Aim of the exercise: Convert these lines into a Markdown table with the columns Number and Record line, giving each nonblank line its own row.

########################################

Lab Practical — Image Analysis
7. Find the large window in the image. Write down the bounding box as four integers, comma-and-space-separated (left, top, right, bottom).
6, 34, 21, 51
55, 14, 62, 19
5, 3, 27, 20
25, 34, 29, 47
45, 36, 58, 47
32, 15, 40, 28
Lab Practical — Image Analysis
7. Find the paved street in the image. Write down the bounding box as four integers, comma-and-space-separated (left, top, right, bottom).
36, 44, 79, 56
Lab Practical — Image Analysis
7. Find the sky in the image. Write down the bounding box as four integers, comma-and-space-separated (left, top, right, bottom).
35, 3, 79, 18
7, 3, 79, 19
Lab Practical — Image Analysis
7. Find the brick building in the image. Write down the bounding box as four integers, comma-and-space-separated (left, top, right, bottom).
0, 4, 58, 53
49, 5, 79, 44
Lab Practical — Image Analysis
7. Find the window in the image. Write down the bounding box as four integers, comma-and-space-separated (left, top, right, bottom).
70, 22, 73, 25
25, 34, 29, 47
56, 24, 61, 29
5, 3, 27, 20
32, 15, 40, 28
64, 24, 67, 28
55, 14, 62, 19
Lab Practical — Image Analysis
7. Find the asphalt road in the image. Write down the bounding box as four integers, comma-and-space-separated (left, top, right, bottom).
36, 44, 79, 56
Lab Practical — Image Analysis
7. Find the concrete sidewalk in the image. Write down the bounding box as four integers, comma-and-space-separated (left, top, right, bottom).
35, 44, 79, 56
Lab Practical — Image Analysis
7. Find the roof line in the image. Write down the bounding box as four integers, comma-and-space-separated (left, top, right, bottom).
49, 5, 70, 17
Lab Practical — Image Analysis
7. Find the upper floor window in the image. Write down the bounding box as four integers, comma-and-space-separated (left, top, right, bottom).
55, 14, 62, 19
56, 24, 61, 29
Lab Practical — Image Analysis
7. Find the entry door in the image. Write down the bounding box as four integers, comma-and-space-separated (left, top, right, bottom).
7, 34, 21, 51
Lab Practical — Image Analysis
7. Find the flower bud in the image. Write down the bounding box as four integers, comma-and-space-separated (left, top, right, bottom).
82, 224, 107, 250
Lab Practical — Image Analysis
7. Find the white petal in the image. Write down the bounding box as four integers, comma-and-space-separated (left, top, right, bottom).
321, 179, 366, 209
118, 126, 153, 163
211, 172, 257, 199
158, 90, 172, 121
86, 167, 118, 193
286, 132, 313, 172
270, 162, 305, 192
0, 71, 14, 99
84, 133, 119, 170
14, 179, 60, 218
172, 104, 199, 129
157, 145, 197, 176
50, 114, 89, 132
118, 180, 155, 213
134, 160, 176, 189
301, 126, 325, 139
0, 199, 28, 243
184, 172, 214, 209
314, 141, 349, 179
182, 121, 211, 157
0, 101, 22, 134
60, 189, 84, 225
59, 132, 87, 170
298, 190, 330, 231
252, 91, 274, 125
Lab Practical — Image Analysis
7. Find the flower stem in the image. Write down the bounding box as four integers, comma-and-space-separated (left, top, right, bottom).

########################################

Reply to the exercise:
| Number | Record line |
|---|---|
| 1 | Lab Practical — Image Analysis |
| 2 | 7. Find the large window in the image. Write down the bounding box as four integers, comma-and-space-separated (left, top, right, bottom). |
| 3 | 6, 34, 21, 51 |
| 4 | 55, 14, 62, 19 |
| 5 | 5, 3, 27, 20 |
| 6 | 25, 34, 29, 47 |
| 7 | 45, 36, 58, 47 |
| 8 | 32, 15, 40, 28 |
| 9 | Lab Practical — Image Analysis |
| 10 | 7. Find the paved street in the image. Write down the bounding box as four integers, comma-and-space-separated (left, top, right, bottom). |
| 11 | 36, 44, 79, 56 |
| 12 | Lab Practical — Image Analysis |
| 13 | 7. Find the sky in the image. Write down the bounding box as four integers, comma-and-space-separated (left, top, right, bottom). |
| 14 | 35, 3, 79, 18 |
| 15 | 7, 3, 79, 19 |
| 16 | Lab Practical — Image Analysis |
| 17 | 7. Find the brick building in the image. Write down the bounding box as four integers, comma-and-space-separated (left, top, right, bottom). |
| 18 | 0, 4, 58, 53 |
| 19 | 49, 5, 79, 44 |
| 20 | Lab Practical — Image Analysis |
| 21 | 7. Find the window in the image. Write down the bounding box as four integers, comma-and-space-separated (left, top, right, bottom). |
| 22 | 70, 22, 73, 25 |
| 23 | 25, 34, 29, 47 |
| 24 | 56, 24, 61, 29 |
| 25 | 5, 3, 27, 20 |
| 26 | 32, 15, 40, 28 |
| 27 | 64, 24, 67, 28 |
| 28 | 55, 14, 62, 19 |
| 29 | Lab Practical — Image Analysis |
| 30 | 7. Find the asphalt road in the image. Write down the bounding box as four integers, comma-and-space-separated (left, top, right, bottom). |
| 31 | 36, 44, 79, 56 |
| 32 | Lab Practical — Image Analysis |
| 33 | 7. Find the concrete sidewalk in the image. Write down the bounding box as four integers, comma-and-space-separated (left, top, right, bottom). |
| 34 | 35, 44, 79, 56 |
| 35 | Lab Practical — Image Analysis |
| 36 | 7. Find the roof line in the image. Write down the bounding box as four integers, comma-and-space-separated (left, top, right, bottom). |
| 37 | 49, 5, 70, 17 |
| 38 | Lab Practical — Image Analysis |
| 39 | 7. Find the upper floor window in the image. Write down the bounding box as four integers, comma-and-space-separated (left, top, right, bottom). |
| 40 | 55, 14, 62, 19 |
| 41 | 56, 24, 61, 29 |
| 42 | Lab Practical — Image Analysis |
| 43 | 7. Find the entry door in the image. Write down the bounding box as four integers, comma-and-space-separated (left, top, right, bottom). |
| 44 | 7, 34, 21, 51 |
| 45 | Lab Practical — Image Analysis |
| 46 | 7. Find the flower bud in the image. Write down the bounding box as four integers, comma-and-space-separated (left, top, right, bottom). |
| 47 | 82, 224, 107, 250 |
| 48 | Lab Practical — Image Analysis |
| 49 | 7. Find the white petal in the image. Write down the bounding box as four integers, comma-and-space-separated (left, top, right, bottom). |
| 50 | 321, 179, 366, 209 |
| 51 | 118, 126, 153, 163 |
| 52 | 211, 172, 257, 199 |
| 53 | 158, 90, 172, 121 |
| 54 | 86, 167, 118, 193 |
| 55 | 286, 132, 313, 172 |
| 56 | 270, 162, 305, 192 |
| 57 | 0, 71, 14, 99 |
| 58 | 84, 133, 119, 170 |
| 59 | 14, 179, 60, 218 |
| 60 | 172, 104, 199, 129 |
| 61 | 157, 145, 197, 176 |
| 62 | 50, 114, 89, 132 |
| 63 | 118, 180, 155, 213 |
| 64 | 134, 160, 176, 189 |
| 65 | 301, 126, 325, 139 |
| 66 | 0, 199, 28, 243 |
| 67 | 184, 172, 214, 209 |
| 68 | 314, 141, 349, 179 |
| 69 | 182, 121, 211, 157 |
| 70 | 0, 101, 22, 134 |
| 71 | 60, 189, 84, 225 |
| 72 | 59, 132, 87, 170 |
| 73 | 298, 190, 330, 231 |
| 74 | 252, 91, 274, 125 |
| 75 | Lab Practical — Image Analysis |
| 76 | 7. Find the flower stem in the image. Write down the bounding box as four integers, comma-and-space-separated (left, top, right, bottom). |